_WORK TO COMPLETE_: Copy out the data below with every instance of "screenshot" swapped for "image", leaving everything else unchanged.

_RECORD EXTRACTS_:
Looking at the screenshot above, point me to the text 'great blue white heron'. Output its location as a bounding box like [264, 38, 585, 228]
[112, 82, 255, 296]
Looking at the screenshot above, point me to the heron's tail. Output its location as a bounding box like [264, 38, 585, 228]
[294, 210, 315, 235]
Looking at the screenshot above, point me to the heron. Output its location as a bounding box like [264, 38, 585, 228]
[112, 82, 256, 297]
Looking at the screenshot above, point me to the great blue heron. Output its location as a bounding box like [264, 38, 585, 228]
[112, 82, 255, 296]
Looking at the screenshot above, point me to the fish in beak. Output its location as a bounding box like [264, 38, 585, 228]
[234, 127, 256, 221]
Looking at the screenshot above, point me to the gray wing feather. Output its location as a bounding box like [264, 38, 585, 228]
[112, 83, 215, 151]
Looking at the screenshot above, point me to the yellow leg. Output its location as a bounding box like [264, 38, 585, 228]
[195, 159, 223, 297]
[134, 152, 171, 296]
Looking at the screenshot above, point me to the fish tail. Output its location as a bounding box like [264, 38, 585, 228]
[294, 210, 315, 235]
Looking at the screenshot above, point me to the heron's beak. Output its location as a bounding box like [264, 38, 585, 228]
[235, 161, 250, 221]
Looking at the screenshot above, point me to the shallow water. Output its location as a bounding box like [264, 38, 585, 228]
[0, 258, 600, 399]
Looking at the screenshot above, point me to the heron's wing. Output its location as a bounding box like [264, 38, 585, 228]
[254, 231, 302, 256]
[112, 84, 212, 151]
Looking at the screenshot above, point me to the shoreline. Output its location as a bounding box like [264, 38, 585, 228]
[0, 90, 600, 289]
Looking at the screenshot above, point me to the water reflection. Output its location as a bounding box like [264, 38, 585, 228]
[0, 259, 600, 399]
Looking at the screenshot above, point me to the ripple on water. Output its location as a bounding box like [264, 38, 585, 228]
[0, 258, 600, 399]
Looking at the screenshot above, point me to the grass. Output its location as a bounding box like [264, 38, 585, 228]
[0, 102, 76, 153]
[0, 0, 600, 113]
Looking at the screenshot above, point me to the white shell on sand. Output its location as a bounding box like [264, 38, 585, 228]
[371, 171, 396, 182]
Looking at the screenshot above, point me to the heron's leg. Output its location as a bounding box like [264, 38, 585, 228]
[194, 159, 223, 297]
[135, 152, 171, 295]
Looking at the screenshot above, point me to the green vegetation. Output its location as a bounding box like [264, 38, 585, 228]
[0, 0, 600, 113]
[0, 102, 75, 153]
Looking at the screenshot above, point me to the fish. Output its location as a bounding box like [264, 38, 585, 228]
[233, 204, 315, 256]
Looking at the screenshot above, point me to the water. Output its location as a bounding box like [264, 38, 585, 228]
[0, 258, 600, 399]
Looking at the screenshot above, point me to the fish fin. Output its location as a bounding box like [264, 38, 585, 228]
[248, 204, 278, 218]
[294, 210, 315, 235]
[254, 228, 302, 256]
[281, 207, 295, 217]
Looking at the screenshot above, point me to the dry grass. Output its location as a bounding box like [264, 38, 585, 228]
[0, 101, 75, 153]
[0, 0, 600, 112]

_OUTPUT FOR THIS TASK_:
Looking at the image above, point me to the text 'great blue white heron'. Output its location as a bounding box like [264, 38, 585, 228]
[112, 82, 255, 296]
Looking at the image above, point me to the heron's tail. Output its location as a bounding box like [264, 38, 585, 228]
[294, 210, 315, 235]
Looking at the image above, point me to the heron. Output its location as a bounding box like [264, 38, 585, 228]
[112, 82, 256, 297]
Looking at the image above, point me to the great blue heron. Output its location as a bounding box like [264, 38, 585, 228]
[112, 82, 255, 296]
Looking at the image above, point me to the fish in beak. Output its location as a bounding box like [264, 38, 585, 228]
[234, 127, 256, 221]
Looking at the image above, point me to the gray wing feather. Output its location as a bounding box like [264, 38, 585, 228]
[112, 83, 215, 151]
Looking at the image above, point me to the yellow leg. Output its location as a bounding box like [264, 38, 585, 228]
[195, 159, 223, 297]
[134, 152, 171, 296]
Looking at the image above, point me to the fish tail. Output its location as a bounding box like [264, 38, 585, 228]
[294, 210, 315, 235]
Looking at the image above, point me to the heron's beak. Output its location as a bounding box like [264, 38, 585, 228]
[235, 161, 250, 221]
Looking at the image above, point me to the shallow water. Output its location as a bounding box like [264, 38, 585, 228]
[0, 258, 600, 399]
Looking at the image above, point me to the heron's wing. Output its location as a bounding box like [264, 38, 585, 228]
[254, 231, 302, 256]
[112, 84, 212, 151]
Looking at the image above, point me to the shoreline. Output its location as a bounding box like [264, 38, 585, 228]
[0, 90, 600, 289]
Looking at the image above, point me to the water reflection. Output its location as a bounding box like [264, 38, 585, 228]
[0, 259, 600, 399]
Looking at the image above, point me to the ripple on water. Output its location as a bounding box like [264, 38, 585, 228]
[0, 258, 600, 399]
Looking at the image above, point me to the grass. Output its location as a bounding box like [264, 38, 585, 228]
[0, 102, 76, 153]
[0, 0, 600, 113]
Looking at the image above, point me to the white shell on sand. Output its location as a bounding box like [264, 38, 585, 228]
[371, 171, 396, 182]
Looking at the image above, point me to the heron's leg. Output its location as a bounding box like [264, 38, 585, 228]
[194, 159, 223, 297]
[135, 152, 171, 295]
Looking at the image above, point me to the green vegetation. Output its location as a bounding box like [264, 38, 585, 228]
[0, 0, 600, 113]
[0, 102, 75, 153]
Looking at the image above, point me to the fish. Output its location as a bounding box like [264, 38, 585, 228]
[233, 204, 315, 256]
Looking at the image above, point me to the water. Output its location as a bounding box like [264, 38, 585, 228]
[0, 258, 600, 399]
Looking at the image above, point me to the fish fin. Output its location as a bounding box like [264, 38, 585, 228]
[248, 204, 278, 218]
[294, 210, 315, 235]
[254, 228, 302, 256]
[281, 207, 295, 217]
Looking at the image above, point me to the dry grass. Output its location as a bounding box like [264, 38, 585, 228]
[0, 101, 75, 153]
[0, 0, 600, 112]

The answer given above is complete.